#### EXTRACT:
----

A chief pragmatic aspect of utterance interpretation is Illocutionary force assignment. The illocutionary force determines which speech act – for example assertion, order, request, question or promise – the utterance constitutes. Crucially, an utterance’s illocutionary force is not always explicitly encoded within the morphosyntactic structure of the sentence used. With respect to the subject matter of this paper, the grammatical imperative mood is the prototypical morphosyntactic marker of the directive illocutionary force, that is, of speech acts aiming at prompting an action from the addressee (requests, commands, orders, and the like). However, many requests are performed using morphosyntactic forms that are not exclusively linked to directive speech acts: most frequently, questions (1), grammatically declarative sentences (2) or nominal phrases (3).
(1) Can you close the door?
(2) You leave tomorrow morning.
(3) Your coat.
At the literal level, (1) remains a question and (2) an assertion – and in some contexts only the literal interpretation is correct/available. As for (3), its linguistic form gives no clue as to the utterance’s illocutionary force. Directive speech acts performed by non-imperative sentences are often called ‘indirect’; for simplicity, we will refer to ‘indirect requests’ (rather than of ‘indirect directive speech acts’). Indirect requests require extra-linguistic information to be taken into account to interpret the sentence in an appropriate way.
Although it is often mentioned that people with ASD have difficulties in interpreting indirect requests, to date only scarce evidence is available. Paul and Cohen (1985) evaluated the comprehension of indirect requests by individuals with autism (60–70 non-verbal IQ range) in two different settings. In the ‘structured’ setting the participant was given a sheet of paper with circles drawn on it and two pencils of different colours, and was told by the experimenter: ‘I’m going to ask you to colour some circles. Colour them either red or blue, according to what I say’. Next, the experimenter produced requests to colour the circles in blue or red using different linguistic forms (e.g. ‘Can you make the circle blue?’ or ‘You should colour the circle blue’). In the ‘pragmatic’ setting the participant was encouraged to draw during an informal conversation with the experimenter. When a drawing was completed, the experimenter requested the participant to fill it with a particular colour, again using various linguistic forms. In the structured setting, the ASD participants performed similarly to the controls, but in the pragmatic setting the performance of the ASD group was considerably poorer than that of the controls. Yet, even in this second condition, participants with ASD performed well on simple indirect requests, such as ‘Can you…?’, ‘Why not…?’, ‘You should…’, ‘Shouldn’t you…?’, ‘It needs…’ and ‘I’ll be happy if…’. Participants with ASD did have difficulties with sentences like ‘Must you…?’, ‘I’ll be sad unless…’, ‘Doesn’t it need…?’ or ‘It doesn’t need…’. However, intuitively, these latter forms involve greater linguistic complexity, and are rather convoluted means of formulating a request; absence of reaction to such utterances does not suffice to claim that ASD participants fail to discern the illocutionary force whenever it goes beyond the literal meaning. In fact, in Clark and Lucy’s (1975) study – from which the stimuli used by Paul and Cohen originate – such forms proved relatively difficult to process even for typical adults. Moreover, the fact that in the ‘structured’ settings even such unusual requests were complied with (that is, when the participants were told that they would be requested to do things) shows that ASD people do not unequivocally attach the directive illocutionary force to the imperative grammatical mood.

----

#### DATA:
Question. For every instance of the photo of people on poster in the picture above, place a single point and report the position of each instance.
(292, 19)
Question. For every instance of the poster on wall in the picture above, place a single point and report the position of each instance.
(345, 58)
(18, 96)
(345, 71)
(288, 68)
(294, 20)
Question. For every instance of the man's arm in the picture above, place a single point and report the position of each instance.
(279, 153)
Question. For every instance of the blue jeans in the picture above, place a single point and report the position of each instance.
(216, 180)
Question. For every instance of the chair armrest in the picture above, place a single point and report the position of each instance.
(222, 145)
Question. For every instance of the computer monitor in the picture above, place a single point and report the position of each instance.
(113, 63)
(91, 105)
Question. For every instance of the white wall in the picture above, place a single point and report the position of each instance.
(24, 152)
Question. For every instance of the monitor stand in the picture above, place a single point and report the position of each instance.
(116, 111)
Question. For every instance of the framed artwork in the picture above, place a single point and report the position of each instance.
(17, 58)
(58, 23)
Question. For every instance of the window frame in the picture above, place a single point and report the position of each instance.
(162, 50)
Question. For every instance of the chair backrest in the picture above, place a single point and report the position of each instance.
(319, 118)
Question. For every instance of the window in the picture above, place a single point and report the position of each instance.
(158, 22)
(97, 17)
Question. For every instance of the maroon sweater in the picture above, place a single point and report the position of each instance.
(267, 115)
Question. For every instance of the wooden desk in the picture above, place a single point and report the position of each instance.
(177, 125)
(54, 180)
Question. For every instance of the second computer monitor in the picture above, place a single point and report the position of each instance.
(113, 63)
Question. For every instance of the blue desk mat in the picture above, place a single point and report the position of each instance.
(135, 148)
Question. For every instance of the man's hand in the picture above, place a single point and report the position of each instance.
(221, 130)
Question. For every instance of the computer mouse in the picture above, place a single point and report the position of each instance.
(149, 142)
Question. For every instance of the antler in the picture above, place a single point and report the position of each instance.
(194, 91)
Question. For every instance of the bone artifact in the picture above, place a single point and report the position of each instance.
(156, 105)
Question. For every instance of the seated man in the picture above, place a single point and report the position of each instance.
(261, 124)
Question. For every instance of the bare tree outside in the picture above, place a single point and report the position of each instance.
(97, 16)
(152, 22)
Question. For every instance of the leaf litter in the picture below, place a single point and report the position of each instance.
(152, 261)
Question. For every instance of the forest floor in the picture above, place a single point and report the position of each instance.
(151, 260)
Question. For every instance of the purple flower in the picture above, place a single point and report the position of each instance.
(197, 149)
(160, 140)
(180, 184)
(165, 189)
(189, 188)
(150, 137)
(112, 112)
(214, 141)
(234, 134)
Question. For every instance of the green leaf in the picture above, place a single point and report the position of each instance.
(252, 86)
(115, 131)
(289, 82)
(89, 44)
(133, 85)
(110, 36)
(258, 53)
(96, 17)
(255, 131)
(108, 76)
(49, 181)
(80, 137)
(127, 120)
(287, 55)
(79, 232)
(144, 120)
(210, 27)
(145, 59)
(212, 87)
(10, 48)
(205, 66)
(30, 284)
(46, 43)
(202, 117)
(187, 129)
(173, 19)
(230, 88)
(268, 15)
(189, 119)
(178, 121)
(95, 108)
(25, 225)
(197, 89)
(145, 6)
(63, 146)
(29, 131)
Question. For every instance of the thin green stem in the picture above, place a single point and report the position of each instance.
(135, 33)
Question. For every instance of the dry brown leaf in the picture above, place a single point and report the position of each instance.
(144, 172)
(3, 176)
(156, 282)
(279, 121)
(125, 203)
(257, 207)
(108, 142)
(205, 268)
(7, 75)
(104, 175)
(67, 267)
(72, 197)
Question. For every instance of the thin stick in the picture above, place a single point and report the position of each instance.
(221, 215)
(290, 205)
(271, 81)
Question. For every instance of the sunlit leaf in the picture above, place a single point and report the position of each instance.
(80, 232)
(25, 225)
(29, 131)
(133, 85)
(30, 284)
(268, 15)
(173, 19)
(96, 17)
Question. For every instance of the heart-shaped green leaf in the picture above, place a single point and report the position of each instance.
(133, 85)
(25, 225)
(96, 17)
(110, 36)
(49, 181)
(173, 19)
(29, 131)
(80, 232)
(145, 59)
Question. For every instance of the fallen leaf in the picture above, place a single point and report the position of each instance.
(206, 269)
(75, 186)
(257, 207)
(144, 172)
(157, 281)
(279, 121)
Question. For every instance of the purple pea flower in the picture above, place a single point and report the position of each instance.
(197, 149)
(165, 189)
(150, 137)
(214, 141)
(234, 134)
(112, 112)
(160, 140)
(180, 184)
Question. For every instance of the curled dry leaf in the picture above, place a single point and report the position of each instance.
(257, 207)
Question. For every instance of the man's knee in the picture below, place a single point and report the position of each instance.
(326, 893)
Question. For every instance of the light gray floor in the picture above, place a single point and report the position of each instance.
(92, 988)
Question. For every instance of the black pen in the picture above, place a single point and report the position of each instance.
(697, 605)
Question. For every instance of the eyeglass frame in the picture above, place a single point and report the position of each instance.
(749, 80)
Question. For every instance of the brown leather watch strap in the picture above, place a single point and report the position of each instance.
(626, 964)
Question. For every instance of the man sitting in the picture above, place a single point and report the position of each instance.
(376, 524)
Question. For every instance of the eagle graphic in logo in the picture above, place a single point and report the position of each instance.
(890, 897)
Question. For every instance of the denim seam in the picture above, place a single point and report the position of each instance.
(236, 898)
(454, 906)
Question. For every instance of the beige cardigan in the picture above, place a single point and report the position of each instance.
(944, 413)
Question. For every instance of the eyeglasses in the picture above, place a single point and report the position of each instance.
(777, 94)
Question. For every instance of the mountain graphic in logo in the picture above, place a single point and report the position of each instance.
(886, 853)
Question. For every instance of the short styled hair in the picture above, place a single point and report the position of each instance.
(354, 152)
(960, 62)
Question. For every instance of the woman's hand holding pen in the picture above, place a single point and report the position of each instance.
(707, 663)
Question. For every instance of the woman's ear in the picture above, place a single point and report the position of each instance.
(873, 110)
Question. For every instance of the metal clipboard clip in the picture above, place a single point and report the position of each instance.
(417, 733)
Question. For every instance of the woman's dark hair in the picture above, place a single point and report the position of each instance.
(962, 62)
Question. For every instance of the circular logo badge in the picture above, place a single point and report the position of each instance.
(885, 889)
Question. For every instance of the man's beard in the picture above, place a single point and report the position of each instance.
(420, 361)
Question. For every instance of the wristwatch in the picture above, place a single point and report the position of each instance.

----

#### PROBLEM REQUIREMENTS:
In the passage on indirect requests, what is named as the prototypical morphosyntactic marker of the directive illocutionary force?

#### ANSWER SECTION:
The grammatical imperative mood.